→ **Region pointing data**
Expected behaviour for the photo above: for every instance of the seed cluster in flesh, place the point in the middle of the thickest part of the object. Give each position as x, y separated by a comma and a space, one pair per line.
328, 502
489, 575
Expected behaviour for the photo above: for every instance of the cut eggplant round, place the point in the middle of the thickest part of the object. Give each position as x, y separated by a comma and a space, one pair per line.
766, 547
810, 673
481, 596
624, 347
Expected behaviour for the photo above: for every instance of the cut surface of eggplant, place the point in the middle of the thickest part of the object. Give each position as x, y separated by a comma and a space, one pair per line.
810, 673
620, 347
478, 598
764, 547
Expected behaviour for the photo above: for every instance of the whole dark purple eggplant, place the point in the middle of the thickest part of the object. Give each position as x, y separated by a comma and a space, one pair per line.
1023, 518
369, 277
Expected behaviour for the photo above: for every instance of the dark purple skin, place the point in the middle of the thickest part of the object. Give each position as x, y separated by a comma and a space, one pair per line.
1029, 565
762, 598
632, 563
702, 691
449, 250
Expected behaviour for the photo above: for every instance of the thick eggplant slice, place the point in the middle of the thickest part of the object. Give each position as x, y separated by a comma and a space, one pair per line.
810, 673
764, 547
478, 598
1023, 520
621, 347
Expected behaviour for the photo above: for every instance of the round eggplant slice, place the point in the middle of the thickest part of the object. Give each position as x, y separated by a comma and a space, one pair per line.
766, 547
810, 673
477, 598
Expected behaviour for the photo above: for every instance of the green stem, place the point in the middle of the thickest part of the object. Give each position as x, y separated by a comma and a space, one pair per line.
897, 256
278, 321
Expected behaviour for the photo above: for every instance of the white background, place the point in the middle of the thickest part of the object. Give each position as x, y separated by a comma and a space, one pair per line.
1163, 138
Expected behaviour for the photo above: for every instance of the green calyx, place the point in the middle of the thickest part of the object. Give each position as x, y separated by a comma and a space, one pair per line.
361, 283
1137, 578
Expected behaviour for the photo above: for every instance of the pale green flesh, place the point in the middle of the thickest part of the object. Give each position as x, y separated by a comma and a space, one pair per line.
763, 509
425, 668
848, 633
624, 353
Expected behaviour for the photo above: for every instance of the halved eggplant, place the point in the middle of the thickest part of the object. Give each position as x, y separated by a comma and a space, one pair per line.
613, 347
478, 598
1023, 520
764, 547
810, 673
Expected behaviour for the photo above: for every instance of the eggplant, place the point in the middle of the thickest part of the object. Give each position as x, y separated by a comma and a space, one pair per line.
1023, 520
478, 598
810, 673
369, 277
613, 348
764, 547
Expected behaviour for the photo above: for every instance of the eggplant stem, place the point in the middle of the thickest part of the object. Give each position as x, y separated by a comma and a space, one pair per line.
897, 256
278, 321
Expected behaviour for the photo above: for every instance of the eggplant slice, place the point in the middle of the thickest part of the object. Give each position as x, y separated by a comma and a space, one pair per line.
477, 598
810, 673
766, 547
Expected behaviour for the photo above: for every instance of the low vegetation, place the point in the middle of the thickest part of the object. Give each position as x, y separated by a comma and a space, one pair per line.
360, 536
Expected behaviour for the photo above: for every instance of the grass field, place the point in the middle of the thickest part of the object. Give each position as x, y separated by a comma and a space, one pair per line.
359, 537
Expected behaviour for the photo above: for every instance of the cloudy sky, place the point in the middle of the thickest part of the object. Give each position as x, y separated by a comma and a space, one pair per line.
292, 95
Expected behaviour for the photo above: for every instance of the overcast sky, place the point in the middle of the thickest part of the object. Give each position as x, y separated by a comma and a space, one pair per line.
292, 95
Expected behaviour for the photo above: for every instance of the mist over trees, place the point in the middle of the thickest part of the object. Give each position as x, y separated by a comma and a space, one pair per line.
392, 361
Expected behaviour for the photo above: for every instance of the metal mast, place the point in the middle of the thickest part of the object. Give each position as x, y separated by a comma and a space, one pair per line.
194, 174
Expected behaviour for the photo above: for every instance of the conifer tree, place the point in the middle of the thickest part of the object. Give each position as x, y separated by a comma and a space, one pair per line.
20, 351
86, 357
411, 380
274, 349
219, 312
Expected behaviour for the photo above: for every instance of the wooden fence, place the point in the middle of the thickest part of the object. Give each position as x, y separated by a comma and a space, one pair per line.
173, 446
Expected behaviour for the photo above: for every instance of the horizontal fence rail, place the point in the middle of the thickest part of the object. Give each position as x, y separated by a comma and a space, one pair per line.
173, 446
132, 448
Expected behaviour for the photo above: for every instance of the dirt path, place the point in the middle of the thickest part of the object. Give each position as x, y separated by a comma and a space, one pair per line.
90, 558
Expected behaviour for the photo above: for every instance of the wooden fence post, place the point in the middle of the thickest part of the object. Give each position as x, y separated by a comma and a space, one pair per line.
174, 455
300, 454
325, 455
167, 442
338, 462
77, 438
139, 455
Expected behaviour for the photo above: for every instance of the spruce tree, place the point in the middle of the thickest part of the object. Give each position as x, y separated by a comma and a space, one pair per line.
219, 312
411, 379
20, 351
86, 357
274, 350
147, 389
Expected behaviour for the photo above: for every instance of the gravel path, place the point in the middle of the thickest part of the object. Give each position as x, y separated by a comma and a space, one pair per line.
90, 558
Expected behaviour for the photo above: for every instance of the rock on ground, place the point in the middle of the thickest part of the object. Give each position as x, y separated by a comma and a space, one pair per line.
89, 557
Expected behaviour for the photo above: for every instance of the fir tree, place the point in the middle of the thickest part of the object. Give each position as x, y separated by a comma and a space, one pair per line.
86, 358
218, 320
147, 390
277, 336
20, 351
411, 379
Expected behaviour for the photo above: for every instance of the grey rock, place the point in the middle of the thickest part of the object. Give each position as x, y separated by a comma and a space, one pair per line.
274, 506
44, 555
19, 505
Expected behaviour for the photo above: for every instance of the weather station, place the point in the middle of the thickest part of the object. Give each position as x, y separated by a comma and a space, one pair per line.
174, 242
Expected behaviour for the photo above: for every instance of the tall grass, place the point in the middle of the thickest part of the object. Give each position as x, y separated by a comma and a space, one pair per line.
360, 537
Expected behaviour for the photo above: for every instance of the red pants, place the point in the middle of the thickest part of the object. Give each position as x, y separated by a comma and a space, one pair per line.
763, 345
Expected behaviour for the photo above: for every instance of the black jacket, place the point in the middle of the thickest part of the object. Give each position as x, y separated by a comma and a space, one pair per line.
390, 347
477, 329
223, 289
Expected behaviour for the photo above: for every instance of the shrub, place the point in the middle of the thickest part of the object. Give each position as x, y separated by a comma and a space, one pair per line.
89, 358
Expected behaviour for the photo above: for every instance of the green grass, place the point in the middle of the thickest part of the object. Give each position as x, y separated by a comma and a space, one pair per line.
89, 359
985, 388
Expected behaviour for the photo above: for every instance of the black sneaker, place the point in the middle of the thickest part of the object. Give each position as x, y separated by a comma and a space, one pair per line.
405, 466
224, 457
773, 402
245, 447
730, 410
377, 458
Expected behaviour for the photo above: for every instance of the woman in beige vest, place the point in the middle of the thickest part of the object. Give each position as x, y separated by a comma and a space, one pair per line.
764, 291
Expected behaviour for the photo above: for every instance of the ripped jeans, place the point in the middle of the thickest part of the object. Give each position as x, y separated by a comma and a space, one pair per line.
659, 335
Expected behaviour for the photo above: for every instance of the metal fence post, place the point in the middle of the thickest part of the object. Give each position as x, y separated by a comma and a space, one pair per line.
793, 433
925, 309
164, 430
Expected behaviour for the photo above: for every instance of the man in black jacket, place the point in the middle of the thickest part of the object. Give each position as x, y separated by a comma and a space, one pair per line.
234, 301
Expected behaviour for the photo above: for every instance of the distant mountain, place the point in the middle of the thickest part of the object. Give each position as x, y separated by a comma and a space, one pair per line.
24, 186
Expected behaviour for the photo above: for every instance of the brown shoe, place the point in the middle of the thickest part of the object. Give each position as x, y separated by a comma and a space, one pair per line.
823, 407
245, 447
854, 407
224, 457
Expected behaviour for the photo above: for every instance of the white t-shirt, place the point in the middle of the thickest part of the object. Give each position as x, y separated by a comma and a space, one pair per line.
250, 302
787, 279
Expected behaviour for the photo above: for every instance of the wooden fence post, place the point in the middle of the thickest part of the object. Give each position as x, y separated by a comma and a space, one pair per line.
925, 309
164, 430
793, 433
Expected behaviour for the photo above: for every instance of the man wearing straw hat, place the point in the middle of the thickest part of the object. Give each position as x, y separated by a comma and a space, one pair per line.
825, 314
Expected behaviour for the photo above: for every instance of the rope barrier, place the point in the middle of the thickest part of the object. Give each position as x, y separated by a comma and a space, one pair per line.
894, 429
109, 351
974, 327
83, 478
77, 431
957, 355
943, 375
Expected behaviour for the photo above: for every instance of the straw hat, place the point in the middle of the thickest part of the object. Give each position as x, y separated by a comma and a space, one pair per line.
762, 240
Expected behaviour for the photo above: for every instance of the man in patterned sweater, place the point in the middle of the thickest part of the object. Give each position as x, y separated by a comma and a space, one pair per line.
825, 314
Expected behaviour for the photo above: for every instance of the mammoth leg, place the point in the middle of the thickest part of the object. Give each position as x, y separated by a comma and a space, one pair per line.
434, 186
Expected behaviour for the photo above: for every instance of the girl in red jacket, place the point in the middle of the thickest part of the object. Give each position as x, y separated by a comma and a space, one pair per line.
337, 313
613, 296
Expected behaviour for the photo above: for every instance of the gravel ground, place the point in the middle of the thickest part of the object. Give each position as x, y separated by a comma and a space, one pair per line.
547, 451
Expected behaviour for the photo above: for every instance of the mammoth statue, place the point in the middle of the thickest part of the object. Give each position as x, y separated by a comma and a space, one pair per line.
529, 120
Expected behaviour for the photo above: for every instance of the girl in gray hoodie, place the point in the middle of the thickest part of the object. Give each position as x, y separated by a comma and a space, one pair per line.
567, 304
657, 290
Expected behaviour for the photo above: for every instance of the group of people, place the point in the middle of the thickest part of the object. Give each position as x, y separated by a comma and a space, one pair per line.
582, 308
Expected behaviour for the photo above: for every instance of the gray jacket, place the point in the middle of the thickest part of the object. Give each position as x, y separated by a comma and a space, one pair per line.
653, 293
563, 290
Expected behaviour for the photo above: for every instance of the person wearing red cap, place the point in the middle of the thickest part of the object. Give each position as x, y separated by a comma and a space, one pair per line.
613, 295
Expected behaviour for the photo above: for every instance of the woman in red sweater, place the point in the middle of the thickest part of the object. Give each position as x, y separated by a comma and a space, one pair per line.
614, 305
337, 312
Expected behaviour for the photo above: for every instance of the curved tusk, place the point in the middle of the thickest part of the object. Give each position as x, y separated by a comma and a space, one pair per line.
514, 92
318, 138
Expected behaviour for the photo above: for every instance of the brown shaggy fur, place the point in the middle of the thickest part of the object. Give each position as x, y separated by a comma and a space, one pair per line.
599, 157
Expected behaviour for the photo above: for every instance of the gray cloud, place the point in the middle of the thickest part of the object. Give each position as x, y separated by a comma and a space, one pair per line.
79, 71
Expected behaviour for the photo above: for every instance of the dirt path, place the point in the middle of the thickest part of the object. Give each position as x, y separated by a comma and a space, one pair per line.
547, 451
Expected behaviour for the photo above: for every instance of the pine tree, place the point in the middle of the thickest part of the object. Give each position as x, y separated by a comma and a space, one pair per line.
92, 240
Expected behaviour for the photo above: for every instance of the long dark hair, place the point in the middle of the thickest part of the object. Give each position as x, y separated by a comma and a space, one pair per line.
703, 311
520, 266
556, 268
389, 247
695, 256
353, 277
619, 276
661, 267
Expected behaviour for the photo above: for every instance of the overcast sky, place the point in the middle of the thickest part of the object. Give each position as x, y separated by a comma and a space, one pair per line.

→ **Goal of the exercise**
Quote exactly and only the lines from the one holding "of the pine" through the end of the data.

→ **Task solution**
Expected behaviour for the photo above: for every instance of the pine tree, place the point in the middle of the thickest part of the object. Give each position as x, y separated by a comma and a space, one pair per line.
92, 240
Expected behaviour for the photo above: for every instance of the long dark hair, place the point in the middle of the thickest part of the object. Give each position as x, y separated by a comma and a space, one pair per line.
703, 311
520, 266
556, 268
389, 247
695, 256
353, 277
619, 276
661, 267
Expected behaviour for the photo above: for every instance of the overcast sky, place the point in the middle of the thickest part of the object. Give each position as x, y separated by a comma and a space, one pair per line.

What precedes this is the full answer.